* **Your objective**
Copy the records below, switching each "careful look" to "close look" and keeping everything else the same.
━━━━━ Data supplied ━━━━━
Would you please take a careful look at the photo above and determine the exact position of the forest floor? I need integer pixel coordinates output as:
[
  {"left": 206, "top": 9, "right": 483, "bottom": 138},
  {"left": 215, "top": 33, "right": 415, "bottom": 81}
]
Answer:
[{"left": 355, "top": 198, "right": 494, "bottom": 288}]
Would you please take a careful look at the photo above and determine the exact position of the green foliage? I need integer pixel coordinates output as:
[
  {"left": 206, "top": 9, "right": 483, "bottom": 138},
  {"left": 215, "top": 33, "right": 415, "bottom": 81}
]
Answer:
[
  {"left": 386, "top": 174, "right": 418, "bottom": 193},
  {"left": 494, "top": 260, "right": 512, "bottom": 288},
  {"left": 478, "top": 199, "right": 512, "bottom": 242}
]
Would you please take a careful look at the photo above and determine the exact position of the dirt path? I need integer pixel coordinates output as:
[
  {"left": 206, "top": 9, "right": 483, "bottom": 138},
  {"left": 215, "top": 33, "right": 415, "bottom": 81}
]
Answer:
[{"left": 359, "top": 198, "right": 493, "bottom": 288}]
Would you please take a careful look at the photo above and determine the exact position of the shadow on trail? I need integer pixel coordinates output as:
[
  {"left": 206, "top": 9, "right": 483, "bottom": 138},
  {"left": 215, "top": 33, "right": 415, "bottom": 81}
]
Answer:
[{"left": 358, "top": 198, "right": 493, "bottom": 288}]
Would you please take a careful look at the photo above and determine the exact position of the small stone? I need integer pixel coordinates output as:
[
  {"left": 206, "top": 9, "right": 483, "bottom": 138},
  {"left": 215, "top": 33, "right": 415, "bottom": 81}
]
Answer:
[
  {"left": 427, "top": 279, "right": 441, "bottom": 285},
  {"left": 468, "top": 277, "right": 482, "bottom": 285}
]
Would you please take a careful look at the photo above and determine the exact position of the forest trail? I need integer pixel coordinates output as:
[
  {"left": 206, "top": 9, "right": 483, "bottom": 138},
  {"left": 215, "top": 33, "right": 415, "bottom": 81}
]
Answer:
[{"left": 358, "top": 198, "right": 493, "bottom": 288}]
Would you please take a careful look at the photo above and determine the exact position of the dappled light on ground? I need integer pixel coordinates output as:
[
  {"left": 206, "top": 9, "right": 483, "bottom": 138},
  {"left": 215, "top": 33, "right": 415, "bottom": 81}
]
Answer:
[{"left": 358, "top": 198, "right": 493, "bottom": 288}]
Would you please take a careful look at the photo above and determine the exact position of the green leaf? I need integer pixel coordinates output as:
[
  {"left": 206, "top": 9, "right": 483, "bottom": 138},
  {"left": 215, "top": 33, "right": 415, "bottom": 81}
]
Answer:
━━━━━
* **Answer below**
Would you please take a close look at the photo above and determine the exact position of the forest floor? I need integer pixel coordinates output as:
[
  {"left": 206, "top": 9, "right": 483, "bottom": 138},
  {"left": 215, "top": 33, "right": 415, "bottom": 81}
]
Answer:
[{"left": 355, "top": 198, "right": 494, "bottom": 288}]
Would you please take a close look at the photo above and determine the exact position of the green foliage? I need integer pixel coordinates output as:
[
  {"left": 206, "top": 9, "right": 483, "bottom": 138},
  {"left": 215, "top": 33, "right": 415, "bottom": 81}
]
Answer:
[
  {"left": 386, "top": 174, "right": 418, "bottom": 193},
  {"left": 494, "top": 260, "right": 512, "bottom": 288},
  {"left": 478, "top": 199, "right": 512, "bottom": 242}
]
Would you please take a close look at the photo above and determine the exact position of the dirt path? I need integer pixel coordinates output as:
[
  {"left": 206, "top": 9, "right": 483, "bottom": 138},
  {"left": 215, "top": 33, "right": 415, "bottom": 81}
]
Answer:
[{"left": 359, "top": 198, "right": 493, "bottom": 288}]
Would you please take a close look at the photo above and determine the exact position of the shadow on trail? I need integer pixel coordinates output as:
[
  {"left": 206, "top": 9, "right": 483, "bottom": 138},
  {"left": 215, "top": 33, "right": 415, "bottom": 81}
]
Answer:
[{"left": 358, "top": 198, "right": 493, "bottom": 288}]
Would you please take a close look at the photo above and determine the exact position of the small stone? I need integer pixel coordinates output as:
[
  {"left": 206, "top": 9, "right": 483, "bottom": 138},
  {"left": 215, "top": 33, "right": 415, "bottom": 81}
]
Answer:
[
  {"left": 427, "top": 279, "right": 441, "bottom": 285},
  {"left": 468, "top": 277, "right": 482, "bottom": 285}
]
Would you please take a close look at the photo above and determine the exact position of the forest trail? I need integer pixel coordinates output as:
[
  {"left": 206, "top": 9, "right": 483, "bottom": 138},
  {"left": 215, "top": 33, "right": 415, "bottom": 81}
]
Answer:
[{"left": 358, "top": 198, "right": 493, "bottom": 288}]
Would you please take a close look at the photo above and determine the exact position of the dappled light on ground? I need integer pixel coordinates output as:
[
  {"left": 206, "top": 9, "right": 483, "bottom": 138},
  {"left": 215, "top": 33, "right": 415, "bottom": 81}
]
Answer:
[{"left": 358, "top": 198, "right": 493, "bottom": 288}]
Would you please take a close look at the photo above and determine the exact position of the green leaf? I need integer pixel coordinates output as:
[
  {"left": 206, "top": 9, "right": 483, "bottom": 138},
  {"left": 215, "top": 33, "right": 415, "bottom": 81}
]
Answer:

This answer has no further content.